• _Information provided_

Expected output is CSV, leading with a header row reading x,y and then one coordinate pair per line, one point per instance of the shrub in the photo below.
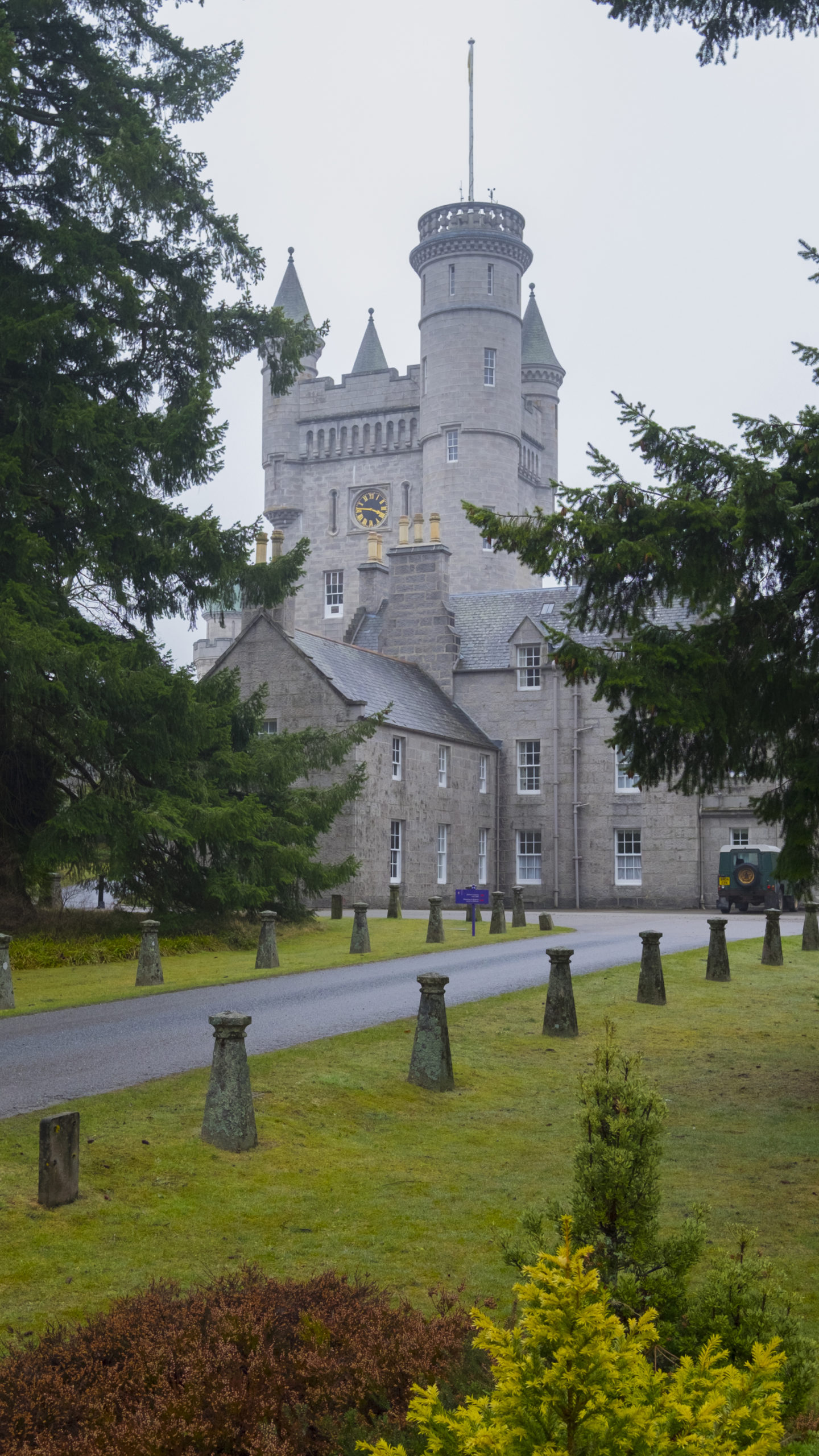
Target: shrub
x,y
247,1365
570,1376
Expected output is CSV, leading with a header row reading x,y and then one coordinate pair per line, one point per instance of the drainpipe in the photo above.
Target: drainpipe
x,y
574,805
700,849
556,765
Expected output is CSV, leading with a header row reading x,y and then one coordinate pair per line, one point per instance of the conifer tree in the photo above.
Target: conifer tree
x,y
726,680
111,346
722,24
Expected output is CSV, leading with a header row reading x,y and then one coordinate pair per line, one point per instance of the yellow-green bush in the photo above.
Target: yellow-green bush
x,y
570,1376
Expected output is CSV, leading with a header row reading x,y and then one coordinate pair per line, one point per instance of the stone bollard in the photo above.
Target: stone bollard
x,y
6,987
361,938
267,950
435,925
431,1065
498,924
652,987
773,942
717,967
229,1120
809,929
149,965
59,1160
560,1017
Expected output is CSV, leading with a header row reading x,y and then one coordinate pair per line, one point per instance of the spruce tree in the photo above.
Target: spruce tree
x,y
722,24
111,346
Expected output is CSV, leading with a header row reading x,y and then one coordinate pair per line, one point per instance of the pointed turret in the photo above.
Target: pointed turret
x,y
535,349
292,299
369,359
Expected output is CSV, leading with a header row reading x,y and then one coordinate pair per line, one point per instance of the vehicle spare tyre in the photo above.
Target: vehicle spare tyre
x,y
748,877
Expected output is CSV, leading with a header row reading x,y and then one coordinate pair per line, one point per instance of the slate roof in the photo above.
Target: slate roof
x,y
484,621
374,680
369,359
535,349
291,296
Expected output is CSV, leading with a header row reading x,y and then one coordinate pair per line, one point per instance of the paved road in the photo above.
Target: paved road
x,y
63,1054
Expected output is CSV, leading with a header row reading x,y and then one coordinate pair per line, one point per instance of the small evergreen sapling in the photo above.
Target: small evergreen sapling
x,y
615,1199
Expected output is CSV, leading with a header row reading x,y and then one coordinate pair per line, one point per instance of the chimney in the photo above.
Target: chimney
x,y
417,621
374,576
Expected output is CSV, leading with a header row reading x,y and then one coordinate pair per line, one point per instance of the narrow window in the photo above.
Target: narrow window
x,y
530,857
444,852
530,766
334,593
628,857
626,781
395,851
528,667
483,839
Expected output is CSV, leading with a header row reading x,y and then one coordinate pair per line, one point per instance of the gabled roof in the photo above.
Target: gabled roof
x,y
374,680
369,359
535,349
486,621
291,296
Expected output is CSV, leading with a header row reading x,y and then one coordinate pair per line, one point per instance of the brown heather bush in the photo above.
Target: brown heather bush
x,y
247,1365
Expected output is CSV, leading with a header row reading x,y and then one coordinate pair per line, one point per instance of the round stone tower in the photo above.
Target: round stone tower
x,y
471,258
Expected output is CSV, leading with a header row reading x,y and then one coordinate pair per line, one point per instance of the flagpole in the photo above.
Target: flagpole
x,y
471,130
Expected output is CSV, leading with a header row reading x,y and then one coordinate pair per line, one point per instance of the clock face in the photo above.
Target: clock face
x,y
371,508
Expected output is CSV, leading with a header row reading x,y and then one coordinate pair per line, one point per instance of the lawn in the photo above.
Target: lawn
x,y
314,947
361,1171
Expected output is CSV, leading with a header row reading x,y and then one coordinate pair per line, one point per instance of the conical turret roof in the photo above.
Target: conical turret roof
x,y
535,349
369,359
291,296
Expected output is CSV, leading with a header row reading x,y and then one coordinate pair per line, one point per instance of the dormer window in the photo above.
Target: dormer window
x,y
530,667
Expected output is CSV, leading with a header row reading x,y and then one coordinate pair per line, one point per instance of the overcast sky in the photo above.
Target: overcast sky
x,y
664,201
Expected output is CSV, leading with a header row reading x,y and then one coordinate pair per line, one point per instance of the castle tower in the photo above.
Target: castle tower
x,y
471,258
541,378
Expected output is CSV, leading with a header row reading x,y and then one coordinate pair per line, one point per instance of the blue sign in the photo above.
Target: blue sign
x,y
471,897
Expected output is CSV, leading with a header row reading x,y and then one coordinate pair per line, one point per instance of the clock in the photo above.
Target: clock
x,y
369,508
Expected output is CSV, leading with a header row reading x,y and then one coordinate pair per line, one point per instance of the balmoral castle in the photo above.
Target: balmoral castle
x,y
490,771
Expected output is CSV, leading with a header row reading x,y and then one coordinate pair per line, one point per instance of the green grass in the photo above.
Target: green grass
x,y
312,947
358,1169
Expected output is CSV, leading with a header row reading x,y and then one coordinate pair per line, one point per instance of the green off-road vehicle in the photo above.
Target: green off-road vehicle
x,y
748,877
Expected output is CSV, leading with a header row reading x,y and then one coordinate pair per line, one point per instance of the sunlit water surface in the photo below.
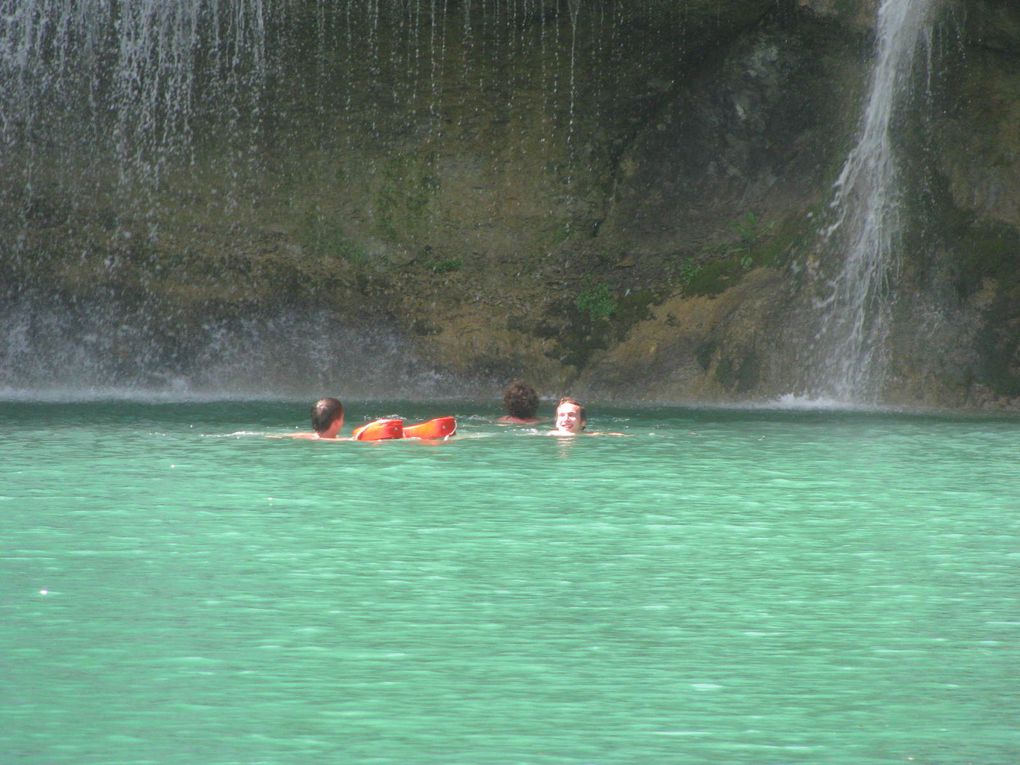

• _Requirement_
Word for word, retype all of the data above, but include no pictures.

• _Answer section_
Expected output is CSV, leading with a header row reading x,y and then one coordinate pair per line, one point per instance of the shrub in the photo below.
Target: shrub
x,y
247,1365
570,1376
Expected output is CSV, leading with a header row reading x,y and then one coordinate pair per line, one point per instance of the drainpipe in the photo above.
Target: drainpipe
x,y
574,805
700,849
556,765
Expected output is CSV, leading with a header row reading x,y and then one coordinate pair per line, one point per instance of the conifer tree in the photo above.
Target: conifer tree
x,y
726,680
111,346
722,24
Expected output is CSV, leading with a header row reading x,y and then one coordinate pair per line, one point per instance of the yellow-green bush in the photo above.
Target: yellow-green bush
x,y
570,1376
Expected output is CSV, leading with a header row reading x,y and then one coordinate pair per line, one point per instance of the stone bollard in the photo above.
Target: stone bollard
x,y
6,987
361,938
267,950
435,925
431,1065
498,924
652,987
773,942
717,967
229,1120
809,929
149,965
59,1160
560,1017
Expected output is CSV, leading with a header row reading x,y and then one coordinate pair per line, one point per instance of the spruce tree in the photo above.
Target: spruce tree
x,y
722,24
111,346
Expected output is CSV, leading with a header row reading x,y and then one coordinate pair per line, one point per instance of the pointed turret in the photo above.
Target: pointed turret
x,y
535,349
292,299
369,359
Expected output is CSV, leading with a header row reading x,y and then one coordinate pair per line, one point per instance of the vehicle spare tyre in the photo above.
Target: vehicle spare tyre
x,y
748,877
Expected output is CSV, leading with a header row reading x,y and then one coordinate pair per line, one point per instance of the slate roof in the photo above.
Target: slate roof
x,y
484,621
374,680
369,359
535,349
291,296
Expected output is CSV, leading with a header row reading x,y and then one coordinate pair per line, one point per instance of the paved road in the photo above.
Target: paved road
x,y
63,1054
Expected output is CSV, leading with a header row reading x,y and then one coordinate pair per line, one point per instance of the small evergreen sapling in the photo above.
Target: small evergreen sapling
x,y
615,1199
Expected output is CSV, leading with a header row reading x,y and then one coordinate pair per line, one point per instance of the chimney in the photo above.
Target: chimney
x,y
417,621
374,576
Expected output is CSV, leading with a header row reading x,y and then one coordinate pair per line, one point per instance of the narrow window in the photo above.
Target: narrow window
x,y
530,857
444,852
530,766
334,593
628,857
626,781
395,851
528,667
483,839
Expected output is CSV, leading with a header row reading x,y and then one coordinate pair per line, one point per instance of the gabled roof in the photo above.
Target: gabled roof
x,y
374,680
369,359
535,349
486,621
291,296
Expected output is CSV, leading with a header row reading x,y and then one coordinate pair per line, one point per instance of the brown heather bush in the photo above.
Target: brown heather bush
x,y
247,1365
Expected output is CSV, leading with a header row reading x,y and then one coordinate pair per line, one point per instance of the round stone tower in the photo above.
Target: round stone tower
x,y
471,258
Expected output is CSV, leading with a header row reading x,y and then one coordinate pair per line, one point per instance of the flagpole in the photo above.
Target: flagpole
x,y
471,130
Expected output is CSV, leading with a header row reading x,y and then one coordinate pair per line, one point per instance of the clock face in the photo above.
Target: clock face
x,y
371,508
Expected output is CSV, leading with a header row reading x,y and then one coordinate pair per line, one point per instance of the lawn in the photo above.
Target: lawn
x,y
314,947
361,1171
Expected output is CSV, leading with a header row reading x,y and then one coordinate pair per line, one point per instance of the conical turret roof in the photo above.
Target: conical turret roof
x,y
535,349
369,359
291,296
Expected output is CSV, leading with a header row reading x,y and then one coordinate pair per line, one point per instance of the dormer window in the photo above.
Target: dormer window
x,y
530,667
Expected output is CSV, leading with a header row reading x,y and then one coordinate pair per line, one point per instance of the overcast sky in the photo above.
Target: overcast sky
x,y
664,201
Expected output is CSV, leading with a header row reading x,y and then one coordinate pair per line, one point per instance of the castle tower in the photo above.
Target: castle tower
x,y
471,258
541,378
Expected output is CSV, leading with a header row reading x,y and then one coordinate pair per line, one point per instance of the blue sign in the photo above.
Target: blue sign
x,y
471,897
Expected output is CSV, leading with a header row reading x,y and then one coordinate pair per line, one point per instance of the clock in the photo above.
Target: clock
x,y
369,508
Expected output is CSV, leading with a header row reading x,y and then one coordinate pair per line, one point per instance of the balmoral castle in the photo above.
Target: balmoral castle
x,y
490,771
Expected output is CSV, leading with a header row reading x,y and then one coordinate pair per line, one point per instance of the green grass in the photo above.
Target: green grass
x,y
312,947
358,1169
Expected output is CSV, leading with a header row reading x,y and then one coordinate pair per line, one point per instance of the green off-road vehicle in the photo above.
Target: green off-road vehicle
x,y
748,877
Expected output is CSV, leading with a header row reading x,y and then one coordinate pair per line, one point per instance of the sunlit water surface in the photo below.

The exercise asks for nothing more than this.